* Extract to read *
Segment Open
We meet for lunch with Walker’s sister, Ade, at Sabor Dominicano (4186 Buford Highway N.E., 404-963-1799), a small restaurant with orange walls and inexpensive Dominican eats. Bachata music plays in the background while three television sets in one room show different Latin channels. A Spanish-speaking server brings us plates of quipes (deep fried bulgur rolls), maduros (sweet fried plantains) and mofongo (fried and mashed green plantains with chicken broth soup). Walker is excited to see tostones longaniza — pork sausage with fried green plantain chips — on the menu. “I haven’t had it in a long time,” she tells the server with a smile. “Bring me that too!” There are only a couple of authentic Dominican restaurants in metro Atlanta, so when Walker goes out to eat, she must order all her favorites. The three of us are having a feast.
Segment Closed
* Material shown *
Segment Open
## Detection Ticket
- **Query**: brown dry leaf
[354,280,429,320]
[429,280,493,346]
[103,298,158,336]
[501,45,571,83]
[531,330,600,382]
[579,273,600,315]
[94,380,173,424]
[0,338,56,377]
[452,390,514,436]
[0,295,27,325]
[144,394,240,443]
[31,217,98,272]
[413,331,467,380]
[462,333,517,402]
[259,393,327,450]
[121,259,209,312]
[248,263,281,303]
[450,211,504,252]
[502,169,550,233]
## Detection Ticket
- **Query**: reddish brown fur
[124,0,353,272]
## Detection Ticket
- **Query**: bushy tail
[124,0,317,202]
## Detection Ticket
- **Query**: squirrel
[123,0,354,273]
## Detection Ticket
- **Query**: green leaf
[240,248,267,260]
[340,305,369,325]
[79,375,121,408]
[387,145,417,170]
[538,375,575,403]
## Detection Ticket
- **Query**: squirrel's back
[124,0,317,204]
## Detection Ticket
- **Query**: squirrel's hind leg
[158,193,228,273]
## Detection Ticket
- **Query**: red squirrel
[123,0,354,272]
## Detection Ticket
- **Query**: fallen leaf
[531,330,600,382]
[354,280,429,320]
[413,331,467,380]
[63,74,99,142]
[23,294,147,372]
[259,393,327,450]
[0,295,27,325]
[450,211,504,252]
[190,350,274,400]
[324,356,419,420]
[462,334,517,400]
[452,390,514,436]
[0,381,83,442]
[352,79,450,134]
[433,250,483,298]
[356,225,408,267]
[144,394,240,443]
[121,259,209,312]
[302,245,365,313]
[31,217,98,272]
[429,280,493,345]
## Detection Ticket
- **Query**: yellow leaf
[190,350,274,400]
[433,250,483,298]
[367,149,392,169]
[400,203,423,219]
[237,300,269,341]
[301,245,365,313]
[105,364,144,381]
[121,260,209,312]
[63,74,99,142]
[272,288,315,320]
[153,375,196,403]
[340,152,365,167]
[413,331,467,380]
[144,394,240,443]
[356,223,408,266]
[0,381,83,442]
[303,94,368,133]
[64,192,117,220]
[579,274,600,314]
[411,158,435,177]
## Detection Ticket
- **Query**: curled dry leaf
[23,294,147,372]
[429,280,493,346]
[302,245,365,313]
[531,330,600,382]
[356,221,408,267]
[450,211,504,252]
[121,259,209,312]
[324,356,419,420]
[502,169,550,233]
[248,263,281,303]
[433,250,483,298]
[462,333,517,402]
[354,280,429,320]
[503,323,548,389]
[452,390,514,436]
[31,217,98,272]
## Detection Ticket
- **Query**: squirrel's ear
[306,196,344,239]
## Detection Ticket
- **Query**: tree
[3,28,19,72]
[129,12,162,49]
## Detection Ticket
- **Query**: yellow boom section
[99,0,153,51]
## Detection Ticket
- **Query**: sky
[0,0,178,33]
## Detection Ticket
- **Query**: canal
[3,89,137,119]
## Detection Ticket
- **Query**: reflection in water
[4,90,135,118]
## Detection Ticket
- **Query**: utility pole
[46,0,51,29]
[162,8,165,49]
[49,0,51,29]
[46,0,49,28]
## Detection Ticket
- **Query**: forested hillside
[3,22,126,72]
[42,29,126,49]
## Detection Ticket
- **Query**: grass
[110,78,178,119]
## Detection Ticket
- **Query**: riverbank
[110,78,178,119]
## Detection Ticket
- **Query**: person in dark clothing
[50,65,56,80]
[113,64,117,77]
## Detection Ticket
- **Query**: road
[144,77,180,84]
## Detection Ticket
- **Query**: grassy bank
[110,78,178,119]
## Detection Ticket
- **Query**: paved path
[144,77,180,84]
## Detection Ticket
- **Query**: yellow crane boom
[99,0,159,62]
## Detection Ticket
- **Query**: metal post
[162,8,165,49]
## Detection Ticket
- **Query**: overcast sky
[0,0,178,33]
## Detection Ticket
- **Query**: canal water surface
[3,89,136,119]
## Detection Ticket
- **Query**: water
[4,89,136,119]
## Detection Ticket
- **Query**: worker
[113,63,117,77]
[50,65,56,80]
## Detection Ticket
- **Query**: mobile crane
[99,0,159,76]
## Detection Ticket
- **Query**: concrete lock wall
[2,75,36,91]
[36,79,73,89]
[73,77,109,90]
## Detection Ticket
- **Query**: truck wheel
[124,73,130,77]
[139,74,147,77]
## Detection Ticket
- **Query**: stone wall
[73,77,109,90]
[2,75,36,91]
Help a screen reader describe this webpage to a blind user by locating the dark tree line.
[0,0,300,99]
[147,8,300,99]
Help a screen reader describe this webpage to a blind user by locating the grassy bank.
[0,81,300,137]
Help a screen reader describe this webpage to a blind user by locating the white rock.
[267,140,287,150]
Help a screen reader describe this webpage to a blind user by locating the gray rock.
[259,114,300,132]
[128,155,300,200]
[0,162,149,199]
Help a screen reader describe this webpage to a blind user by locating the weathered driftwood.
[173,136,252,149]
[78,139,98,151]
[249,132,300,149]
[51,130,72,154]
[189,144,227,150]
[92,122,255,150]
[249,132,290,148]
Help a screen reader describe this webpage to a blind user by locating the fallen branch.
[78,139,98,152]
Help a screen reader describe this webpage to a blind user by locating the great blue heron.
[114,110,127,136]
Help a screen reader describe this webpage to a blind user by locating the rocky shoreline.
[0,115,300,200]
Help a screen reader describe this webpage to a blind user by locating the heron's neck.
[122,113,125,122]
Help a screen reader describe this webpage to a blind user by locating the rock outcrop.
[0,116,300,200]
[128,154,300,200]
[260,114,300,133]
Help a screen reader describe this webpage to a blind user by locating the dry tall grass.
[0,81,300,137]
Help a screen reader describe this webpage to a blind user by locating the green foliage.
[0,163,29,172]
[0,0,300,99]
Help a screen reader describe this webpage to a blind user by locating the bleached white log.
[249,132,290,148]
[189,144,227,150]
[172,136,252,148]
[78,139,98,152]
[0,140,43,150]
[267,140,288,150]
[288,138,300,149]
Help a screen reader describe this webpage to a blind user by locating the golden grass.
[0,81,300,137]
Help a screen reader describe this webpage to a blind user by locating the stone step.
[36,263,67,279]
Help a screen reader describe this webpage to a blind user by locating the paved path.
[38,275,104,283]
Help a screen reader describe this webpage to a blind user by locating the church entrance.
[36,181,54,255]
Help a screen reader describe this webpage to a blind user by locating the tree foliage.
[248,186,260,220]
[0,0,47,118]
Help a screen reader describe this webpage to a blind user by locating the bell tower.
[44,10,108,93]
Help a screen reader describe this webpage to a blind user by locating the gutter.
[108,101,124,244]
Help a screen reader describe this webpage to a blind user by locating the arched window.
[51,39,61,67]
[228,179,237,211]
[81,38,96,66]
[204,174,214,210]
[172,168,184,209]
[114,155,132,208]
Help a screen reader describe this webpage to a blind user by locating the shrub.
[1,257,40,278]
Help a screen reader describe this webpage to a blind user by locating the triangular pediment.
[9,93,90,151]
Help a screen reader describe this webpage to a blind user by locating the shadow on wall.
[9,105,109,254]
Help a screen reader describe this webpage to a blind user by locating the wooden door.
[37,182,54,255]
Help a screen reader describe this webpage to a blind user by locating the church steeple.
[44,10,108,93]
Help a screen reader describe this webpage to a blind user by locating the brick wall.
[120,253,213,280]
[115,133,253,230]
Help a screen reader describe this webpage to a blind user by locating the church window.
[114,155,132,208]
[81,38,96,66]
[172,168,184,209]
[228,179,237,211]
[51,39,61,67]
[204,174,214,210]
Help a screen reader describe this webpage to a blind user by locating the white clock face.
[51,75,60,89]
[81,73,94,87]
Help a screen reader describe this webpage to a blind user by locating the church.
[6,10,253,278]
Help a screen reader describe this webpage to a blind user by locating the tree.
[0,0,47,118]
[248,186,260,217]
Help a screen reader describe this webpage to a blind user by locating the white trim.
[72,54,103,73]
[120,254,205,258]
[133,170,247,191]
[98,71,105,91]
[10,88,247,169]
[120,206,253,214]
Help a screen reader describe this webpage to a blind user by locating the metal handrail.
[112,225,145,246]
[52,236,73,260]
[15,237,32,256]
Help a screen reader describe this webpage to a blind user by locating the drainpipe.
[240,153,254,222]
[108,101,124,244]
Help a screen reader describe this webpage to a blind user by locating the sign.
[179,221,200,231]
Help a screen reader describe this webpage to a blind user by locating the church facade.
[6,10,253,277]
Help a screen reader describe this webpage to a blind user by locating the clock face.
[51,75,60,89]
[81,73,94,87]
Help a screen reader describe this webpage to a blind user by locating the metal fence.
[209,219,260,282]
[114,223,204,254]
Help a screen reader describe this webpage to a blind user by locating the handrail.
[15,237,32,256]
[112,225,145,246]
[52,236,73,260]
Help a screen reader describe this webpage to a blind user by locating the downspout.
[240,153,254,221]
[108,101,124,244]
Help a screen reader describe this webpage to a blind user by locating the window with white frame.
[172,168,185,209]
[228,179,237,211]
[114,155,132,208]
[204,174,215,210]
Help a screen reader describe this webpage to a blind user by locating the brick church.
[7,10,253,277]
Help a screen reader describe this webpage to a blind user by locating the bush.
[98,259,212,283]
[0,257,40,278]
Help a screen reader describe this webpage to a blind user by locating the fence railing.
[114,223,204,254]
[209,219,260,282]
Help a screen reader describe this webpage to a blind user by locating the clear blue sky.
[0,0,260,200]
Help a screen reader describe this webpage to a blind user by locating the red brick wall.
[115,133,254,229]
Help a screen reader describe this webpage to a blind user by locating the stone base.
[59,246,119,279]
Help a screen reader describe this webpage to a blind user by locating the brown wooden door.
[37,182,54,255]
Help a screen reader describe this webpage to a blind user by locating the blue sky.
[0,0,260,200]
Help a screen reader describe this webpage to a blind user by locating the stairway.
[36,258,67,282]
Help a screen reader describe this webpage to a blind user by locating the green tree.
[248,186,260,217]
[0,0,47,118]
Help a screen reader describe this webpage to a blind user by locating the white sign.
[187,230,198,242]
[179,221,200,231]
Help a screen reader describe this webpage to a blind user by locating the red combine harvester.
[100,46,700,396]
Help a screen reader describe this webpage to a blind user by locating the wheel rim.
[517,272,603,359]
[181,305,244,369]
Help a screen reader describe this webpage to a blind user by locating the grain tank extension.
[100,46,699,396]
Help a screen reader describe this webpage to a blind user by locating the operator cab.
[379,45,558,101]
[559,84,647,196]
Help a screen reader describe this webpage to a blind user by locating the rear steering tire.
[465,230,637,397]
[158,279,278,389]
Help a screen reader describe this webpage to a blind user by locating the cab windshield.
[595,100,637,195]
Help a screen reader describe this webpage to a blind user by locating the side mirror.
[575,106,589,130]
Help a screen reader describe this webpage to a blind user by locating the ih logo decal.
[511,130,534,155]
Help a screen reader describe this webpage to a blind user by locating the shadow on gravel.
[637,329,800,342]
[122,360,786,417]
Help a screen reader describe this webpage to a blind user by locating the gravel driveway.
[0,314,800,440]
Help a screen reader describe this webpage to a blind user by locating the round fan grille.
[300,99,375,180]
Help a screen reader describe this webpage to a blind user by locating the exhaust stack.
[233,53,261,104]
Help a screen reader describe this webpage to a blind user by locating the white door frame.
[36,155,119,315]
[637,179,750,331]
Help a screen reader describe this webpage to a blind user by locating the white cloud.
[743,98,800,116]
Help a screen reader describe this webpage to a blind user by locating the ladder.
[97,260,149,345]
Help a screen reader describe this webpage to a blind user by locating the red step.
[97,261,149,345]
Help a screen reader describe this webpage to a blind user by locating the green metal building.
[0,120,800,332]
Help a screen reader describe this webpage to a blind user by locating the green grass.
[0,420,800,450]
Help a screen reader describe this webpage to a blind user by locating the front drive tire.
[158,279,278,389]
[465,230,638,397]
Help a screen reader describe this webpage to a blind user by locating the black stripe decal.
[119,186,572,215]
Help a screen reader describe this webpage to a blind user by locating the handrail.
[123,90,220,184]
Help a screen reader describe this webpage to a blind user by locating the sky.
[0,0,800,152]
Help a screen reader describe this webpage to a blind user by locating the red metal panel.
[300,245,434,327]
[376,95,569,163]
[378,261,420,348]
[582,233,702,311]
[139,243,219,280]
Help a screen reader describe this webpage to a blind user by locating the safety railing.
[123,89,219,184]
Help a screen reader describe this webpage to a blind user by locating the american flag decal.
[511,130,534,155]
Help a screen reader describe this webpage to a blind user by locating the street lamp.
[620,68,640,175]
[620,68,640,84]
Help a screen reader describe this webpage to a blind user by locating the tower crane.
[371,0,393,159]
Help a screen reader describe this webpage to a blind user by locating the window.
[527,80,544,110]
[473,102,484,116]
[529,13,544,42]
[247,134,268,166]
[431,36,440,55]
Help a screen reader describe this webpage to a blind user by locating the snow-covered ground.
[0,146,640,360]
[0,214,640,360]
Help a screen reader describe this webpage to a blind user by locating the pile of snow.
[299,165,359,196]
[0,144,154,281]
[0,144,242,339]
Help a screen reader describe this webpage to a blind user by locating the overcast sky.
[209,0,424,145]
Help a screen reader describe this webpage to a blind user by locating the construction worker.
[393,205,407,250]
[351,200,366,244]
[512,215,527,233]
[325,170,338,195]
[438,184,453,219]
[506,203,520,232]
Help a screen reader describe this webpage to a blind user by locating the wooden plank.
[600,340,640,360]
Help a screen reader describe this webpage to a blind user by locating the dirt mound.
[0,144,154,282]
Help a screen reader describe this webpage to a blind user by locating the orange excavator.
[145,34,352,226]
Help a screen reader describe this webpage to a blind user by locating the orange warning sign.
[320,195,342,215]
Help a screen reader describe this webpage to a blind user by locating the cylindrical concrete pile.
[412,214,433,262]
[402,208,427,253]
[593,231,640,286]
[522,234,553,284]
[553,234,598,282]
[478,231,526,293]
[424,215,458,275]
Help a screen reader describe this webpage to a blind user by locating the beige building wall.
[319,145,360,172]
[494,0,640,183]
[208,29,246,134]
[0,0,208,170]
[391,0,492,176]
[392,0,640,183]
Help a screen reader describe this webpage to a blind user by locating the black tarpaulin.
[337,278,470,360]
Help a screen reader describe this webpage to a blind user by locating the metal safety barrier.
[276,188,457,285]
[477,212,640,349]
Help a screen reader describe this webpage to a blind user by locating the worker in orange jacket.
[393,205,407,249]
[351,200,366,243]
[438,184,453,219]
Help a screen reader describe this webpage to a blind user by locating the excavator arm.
Segment Closed
* Exercise *
Retype the restaurant passage from "We meet for" up to and including "having a feast.". The rows were taken from a different source than the restaurant passage.

* Written solution *
We meet for lunch with Walker’s sister, Ade, at Sabor Dominicano (4186 Buford Highway N.E., 404-963-1799), a small restaurant with orange walls and inexpensive Dominican eats. Bachata music plays in the background while three television sets in one room show different Latin channels. A Spanish-speaking server brings us plates of quipes (deep fried bulgur rolls), maduros (sweet fried plantains) and mofongo (fried and mashed green plantains with chicken broth soup). Walker is excited to see tostones longaniza — pork sausage with fried green plantain chips — on the menu. “I haven’t had it in a long time,” she tells the server with a smile. “Bring me that too!” There are only a couple of authentic Dominican restaurants in metro Atlanta, so when Walker goes out to eat, she must order all her favorites. The three of us are having a feast.